Instantie: Gerechtshof Arnhem, 15 november 2001

Instantie

Gerechtshof Arnhem

Samenvatting


Beklag wegens niet vervolging van belaging, bestaande uit het veelvuldig
telefonisch, mondeling en schriftelijk lastigvallen door de ex-partner in
samenhang met een problematische omgangsregeling. In tegenstelling tot het
Openbaar Ministerie, dat de vastgestelde gedragingen te ver af vond staan van
de voorbeelden welke volgens de Memorie van Toelichting bij art. 285B Sr als
strafbare gedragingen voor belaging in aanmerking komen, oordeelt het hof dat
een bewezenverklaring vermoedelijk haalbaar is en zeker ook opportuun.

Uit te voeren:
1. Schrijf uit de samenvatting over belaging letterlijk over van "Samenvatting" tot "zeker ook opportuun.".
2. Geef het vervolg van de samenvatting over belaging, aansluitend op de laatste zin.

Gegevensuittreksel:
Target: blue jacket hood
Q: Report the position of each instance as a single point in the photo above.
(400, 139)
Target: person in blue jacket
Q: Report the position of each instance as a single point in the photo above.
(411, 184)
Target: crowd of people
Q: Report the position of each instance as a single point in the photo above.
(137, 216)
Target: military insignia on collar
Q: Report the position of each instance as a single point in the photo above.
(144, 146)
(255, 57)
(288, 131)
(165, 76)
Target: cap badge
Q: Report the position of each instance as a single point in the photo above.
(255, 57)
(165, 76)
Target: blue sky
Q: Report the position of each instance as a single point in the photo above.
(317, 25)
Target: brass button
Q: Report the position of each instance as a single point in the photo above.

Antwoorden:
1.
Samenvatting


Beklag wegens niet vervolging van belaging, bestaande uit het veelvuldig
telefonisch, mondeling en schriftelijk lastigvallen door de ex-partner in
samenhang met een problematische omgangsregeling. In tegenstelling tot het
Openbaar Ministerie, dat de vastgestelde gedragingen te ver af vond staan van
de voorbeelden welke volgens de Memorie van Toelichting bij art. 285B Sr als
strafbare gedragingen voor belaging in aanmerking komen, oordeelt het hof dat
een bewezenverklaring vermoedelijk haalbaar is en zeker ook opportuun.

2.
Volledige tekst

1. PROCEDURE

Klaagster heeft bij klaagschrift van 16 januari 2001 beklag gedaan over de
beslissing van de officier van justitie te Zutphen tot het niet vervolgen van
beklaagde ter zake van belaging, gepleegd te Apeldoorn op of omstreeks de
periode van 12 juli 2000 tot en met 7 september 2000.
Ingevolge opdracht van het hof heeft de advocaat-generaal schriftelijk
verslag gedaan, ingekomen ter griffie van het hof op 11 juni 2001. In dat
stuk komt de advocaat-generaal tot het advies het beklag ongegrond te
verklaren en het af te wijzen.
Ter zitting van het hof in raadkamer op 4 oktober 2001 zijn gehoord
klaagster, bijgestaan door mr (…) advocaat te (…), beklaagde, alsmede de
advocaat-generaal.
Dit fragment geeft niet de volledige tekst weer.